#### WORK TO BE COMPLETED:
Nothing but the lines from the one containing "Target: radar antenna" through the end of the data should be retyped, exactly as they stand, and pictures should not be retyped.
▬▬▬▬▬▬▬▬▬▬
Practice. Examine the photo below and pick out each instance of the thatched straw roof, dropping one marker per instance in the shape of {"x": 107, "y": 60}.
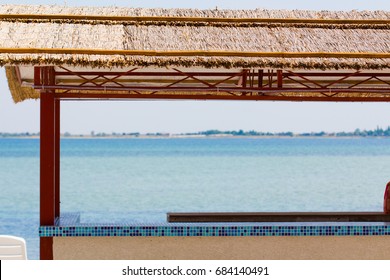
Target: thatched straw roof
{"x": 105, "y": 37}
{"x": 110, "y": 37}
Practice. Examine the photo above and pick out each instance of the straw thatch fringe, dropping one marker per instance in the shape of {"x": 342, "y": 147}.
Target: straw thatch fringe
{"x": 18, "y": 92}
{"x": 95, "y": 61}
{"x": 215, "y": 13}
{"x": 199, "y": 22}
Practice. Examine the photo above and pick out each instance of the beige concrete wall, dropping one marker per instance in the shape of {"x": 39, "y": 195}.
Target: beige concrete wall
{"x": 213, "y": 248}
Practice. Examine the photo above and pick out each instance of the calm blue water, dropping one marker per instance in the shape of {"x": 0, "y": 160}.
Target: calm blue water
{"x": 138, "y": 180}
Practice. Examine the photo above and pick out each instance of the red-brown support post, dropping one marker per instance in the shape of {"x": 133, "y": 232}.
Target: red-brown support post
{"x": 57, "y": 156}
{"x": 280, "y": 78}
{"x": 260, "y": 78}
{"x": 45, "y": 76}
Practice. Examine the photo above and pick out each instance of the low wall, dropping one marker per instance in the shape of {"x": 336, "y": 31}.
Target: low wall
{"x": 231, "y": 247}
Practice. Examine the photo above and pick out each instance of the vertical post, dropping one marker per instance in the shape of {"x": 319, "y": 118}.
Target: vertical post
{"x": 45, "y": 76}
{"x": 57, "y": 157}
{"x": 280, "y": 78}
{"x": 260, "y": 78}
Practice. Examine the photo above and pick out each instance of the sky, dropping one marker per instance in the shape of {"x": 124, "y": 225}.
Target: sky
{"x": 191, "y": 116}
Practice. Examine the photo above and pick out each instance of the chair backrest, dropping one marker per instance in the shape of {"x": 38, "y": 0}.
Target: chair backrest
{"x": 12, "y": 248}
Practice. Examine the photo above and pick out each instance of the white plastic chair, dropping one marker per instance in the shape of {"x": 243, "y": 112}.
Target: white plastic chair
{"x": 12, "y": 248}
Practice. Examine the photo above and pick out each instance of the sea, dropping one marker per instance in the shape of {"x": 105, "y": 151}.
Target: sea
{"x": 139, "y": 180}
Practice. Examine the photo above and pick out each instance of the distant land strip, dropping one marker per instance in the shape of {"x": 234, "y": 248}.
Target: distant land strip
{"x": 378, "y": 132}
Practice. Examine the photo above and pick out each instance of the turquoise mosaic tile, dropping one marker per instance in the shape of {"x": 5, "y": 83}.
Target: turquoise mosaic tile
{"x": 69, "y": 225}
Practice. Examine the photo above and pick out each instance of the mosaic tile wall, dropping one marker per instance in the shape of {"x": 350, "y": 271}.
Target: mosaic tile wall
{"x": 69, "y": 226}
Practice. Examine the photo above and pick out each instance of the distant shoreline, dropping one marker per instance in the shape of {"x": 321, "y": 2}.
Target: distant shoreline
{"x": 88, "y": 137}
{"x": 214, "y": 133}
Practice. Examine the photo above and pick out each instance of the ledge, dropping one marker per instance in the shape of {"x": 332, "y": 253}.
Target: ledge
{"x": 69, "y": 226}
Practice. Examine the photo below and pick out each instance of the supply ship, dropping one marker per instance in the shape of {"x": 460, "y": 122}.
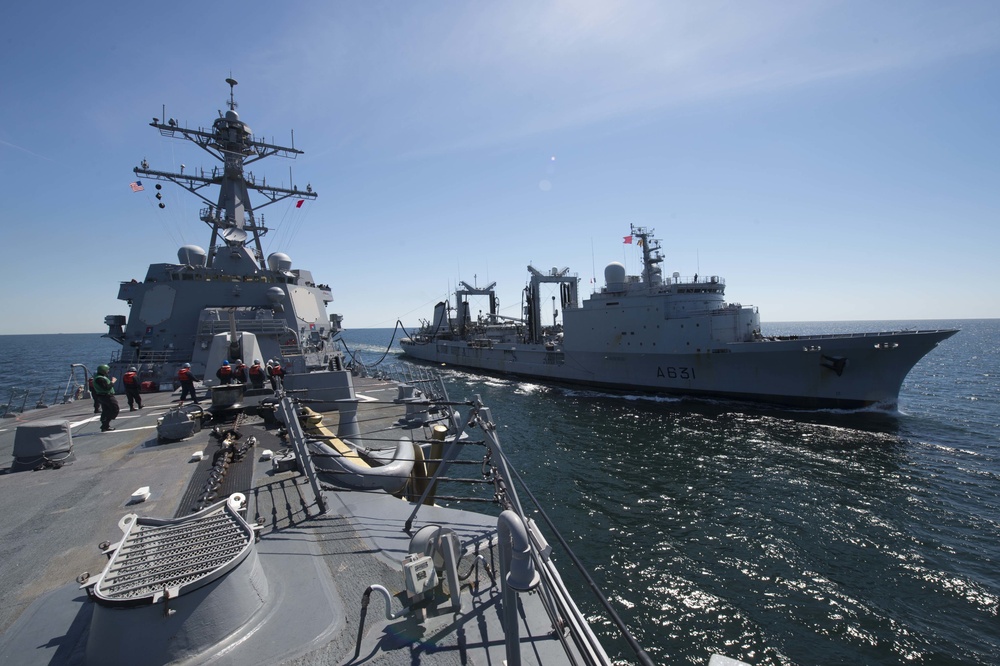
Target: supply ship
{"x": 322, "y": 518}
{"x": 673, "y": 335}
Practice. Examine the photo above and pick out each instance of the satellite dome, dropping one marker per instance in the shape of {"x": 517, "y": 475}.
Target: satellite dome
{"x": 279, "y": 261}
{"x": 275, "y": 294}
{"x": 614, "y": 276}
{"x": 191, "y": 255}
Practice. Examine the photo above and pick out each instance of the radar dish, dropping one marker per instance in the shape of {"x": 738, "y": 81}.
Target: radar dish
{"x": 234, "y": 234}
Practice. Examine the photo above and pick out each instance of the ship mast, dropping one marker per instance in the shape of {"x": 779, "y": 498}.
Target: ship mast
{"x": 230, "y": 141}
{"x": 651, "y": 256}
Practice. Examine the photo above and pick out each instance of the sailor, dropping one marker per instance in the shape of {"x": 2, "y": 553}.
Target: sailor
{"x": 277, "y": 373}
{"x": 104, "y": 391}
{"x": 187, "y": 379}
{"x": 131, "y": 381}
{"x": 240, "y": 372}
{"x": 256, "y": 373}
{"x": 225, "y": 373}
{"x": 93, "y": 394}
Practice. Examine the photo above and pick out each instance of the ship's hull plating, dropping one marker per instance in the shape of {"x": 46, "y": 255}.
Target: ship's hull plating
{"x": 846, "y": 372}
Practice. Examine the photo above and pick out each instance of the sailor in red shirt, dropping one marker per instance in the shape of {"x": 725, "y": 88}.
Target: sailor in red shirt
{"x": 187, "y": 379}
{"x": 131, "y": 381}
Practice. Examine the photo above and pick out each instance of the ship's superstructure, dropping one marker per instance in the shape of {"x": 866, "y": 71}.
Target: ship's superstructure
{"x": 230, "y": 301}
{"x": 670, "y": 335}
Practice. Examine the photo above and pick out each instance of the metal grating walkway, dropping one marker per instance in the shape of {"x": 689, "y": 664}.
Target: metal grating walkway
{"x": 157, "y": 557}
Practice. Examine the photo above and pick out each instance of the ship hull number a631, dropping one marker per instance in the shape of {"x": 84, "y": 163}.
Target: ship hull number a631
{"x": 671, "y": 372}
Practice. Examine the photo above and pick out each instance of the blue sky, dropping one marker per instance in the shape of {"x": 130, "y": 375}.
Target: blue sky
{"x": 830, "y": 160}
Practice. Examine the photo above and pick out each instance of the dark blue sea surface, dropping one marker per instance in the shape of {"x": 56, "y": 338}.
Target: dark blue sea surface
{"x": 771, "y": 536}
{"x": 777, "y": 537}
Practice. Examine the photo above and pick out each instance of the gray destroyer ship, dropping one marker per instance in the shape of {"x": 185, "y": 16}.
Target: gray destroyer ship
{"x": 667, "y": 335}
{"x": 258, "y": 527}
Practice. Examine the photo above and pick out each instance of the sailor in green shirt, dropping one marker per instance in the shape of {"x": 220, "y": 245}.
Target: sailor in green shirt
{"x": 104, "y": 393}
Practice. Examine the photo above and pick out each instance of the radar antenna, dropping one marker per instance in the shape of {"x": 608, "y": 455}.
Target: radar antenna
{"x": 230, "y": 141}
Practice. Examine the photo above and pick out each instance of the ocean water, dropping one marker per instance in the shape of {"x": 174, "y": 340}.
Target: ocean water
{"x": 775, "y": 537}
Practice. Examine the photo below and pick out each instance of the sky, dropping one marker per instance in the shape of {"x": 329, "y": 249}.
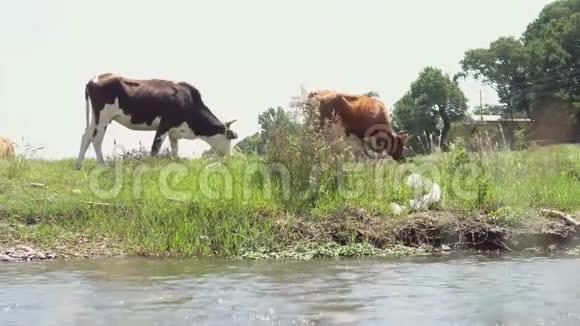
▬▬▬▬▬▬▬▬▬▬
#### THE ANSWER:
Target: radar antenna
{"x": 230, "y": 141}
Practice. Examine the photo above and pick out each instance of the ocean water, dropping one marker per instance in the shape of {"x": 174, "y": 340}.
Target: ocean water
{"x": 775, "y": 537}
Practice. Examine the photo below and pick out each instance of the sky, dropping one marker per instance in the shape of {"x": 329, "y": 249}.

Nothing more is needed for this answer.